In the material below, convert the lines from the one with "trace --target=white shower" through the one with "M156 103L184 102L185" into a Markdown table with the columns Row and Line. Number each line and skip any blank lines.

◆ Data supplied:
════════════════════

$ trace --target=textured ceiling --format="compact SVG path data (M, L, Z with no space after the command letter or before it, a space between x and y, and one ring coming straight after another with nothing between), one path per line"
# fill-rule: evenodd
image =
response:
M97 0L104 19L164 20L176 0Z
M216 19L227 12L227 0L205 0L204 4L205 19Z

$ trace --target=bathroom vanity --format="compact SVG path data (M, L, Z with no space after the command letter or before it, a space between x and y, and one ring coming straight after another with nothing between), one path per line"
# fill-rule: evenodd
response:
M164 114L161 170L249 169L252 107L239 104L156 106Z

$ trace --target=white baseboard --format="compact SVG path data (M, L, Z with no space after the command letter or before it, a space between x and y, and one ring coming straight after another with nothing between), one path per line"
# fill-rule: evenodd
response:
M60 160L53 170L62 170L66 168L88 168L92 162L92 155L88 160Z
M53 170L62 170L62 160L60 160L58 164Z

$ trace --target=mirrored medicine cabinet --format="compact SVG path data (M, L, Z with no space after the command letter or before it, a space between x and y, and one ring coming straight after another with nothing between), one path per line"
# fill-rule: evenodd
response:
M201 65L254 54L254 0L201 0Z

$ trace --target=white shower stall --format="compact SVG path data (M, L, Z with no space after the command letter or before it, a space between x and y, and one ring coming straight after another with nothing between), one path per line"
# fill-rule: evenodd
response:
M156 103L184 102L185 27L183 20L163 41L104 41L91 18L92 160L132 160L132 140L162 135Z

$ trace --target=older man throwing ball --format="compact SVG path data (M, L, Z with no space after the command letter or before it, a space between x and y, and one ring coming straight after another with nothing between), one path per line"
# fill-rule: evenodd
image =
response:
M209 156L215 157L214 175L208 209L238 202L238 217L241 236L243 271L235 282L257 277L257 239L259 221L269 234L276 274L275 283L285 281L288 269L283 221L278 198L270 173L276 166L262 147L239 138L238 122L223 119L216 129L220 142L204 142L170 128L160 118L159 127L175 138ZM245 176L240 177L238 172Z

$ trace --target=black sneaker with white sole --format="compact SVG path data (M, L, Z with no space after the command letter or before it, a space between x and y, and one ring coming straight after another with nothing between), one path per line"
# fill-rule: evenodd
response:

════════════════════

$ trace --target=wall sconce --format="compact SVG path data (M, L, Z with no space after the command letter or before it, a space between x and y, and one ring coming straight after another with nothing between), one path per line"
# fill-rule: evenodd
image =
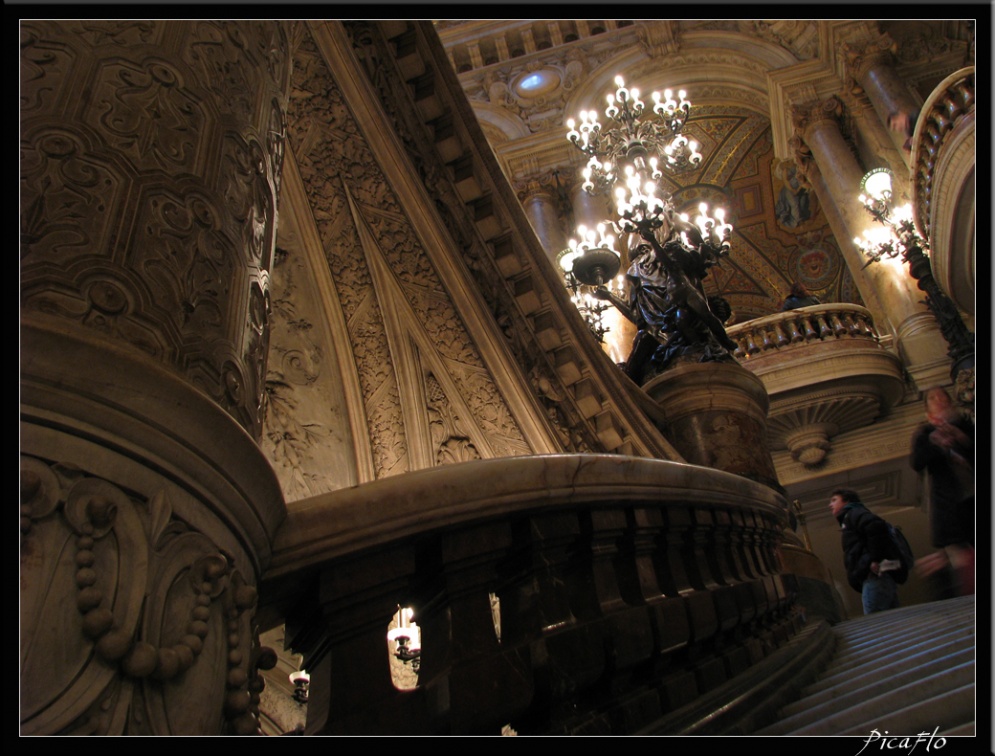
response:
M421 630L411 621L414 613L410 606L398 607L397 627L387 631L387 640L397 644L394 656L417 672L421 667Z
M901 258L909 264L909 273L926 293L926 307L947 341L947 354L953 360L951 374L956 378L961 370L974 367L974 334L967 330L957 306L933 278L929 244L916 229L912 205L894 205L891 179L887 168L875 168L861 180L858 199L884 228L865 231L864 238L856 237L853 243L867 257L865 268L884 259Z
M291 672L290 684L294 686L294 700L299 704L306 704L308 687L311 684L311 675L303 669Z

════════════════════

◆ Exercise output:
| Row | Line |
|---|---|
| 1 | $ trace --target=white shower stall --format="compact SVG path data (M, L, Z with no space after the command letter or before it, a space between x and y, and one ring coming straight after another with nothing between), one path per line" |
| 2 | # fill-rule: evenodd |
| 3 | response: |
| 4 | M156 103L184 102L185 27L183 20L163 41L104 41L91 18L92 160L132 160L132 140L162 135Z |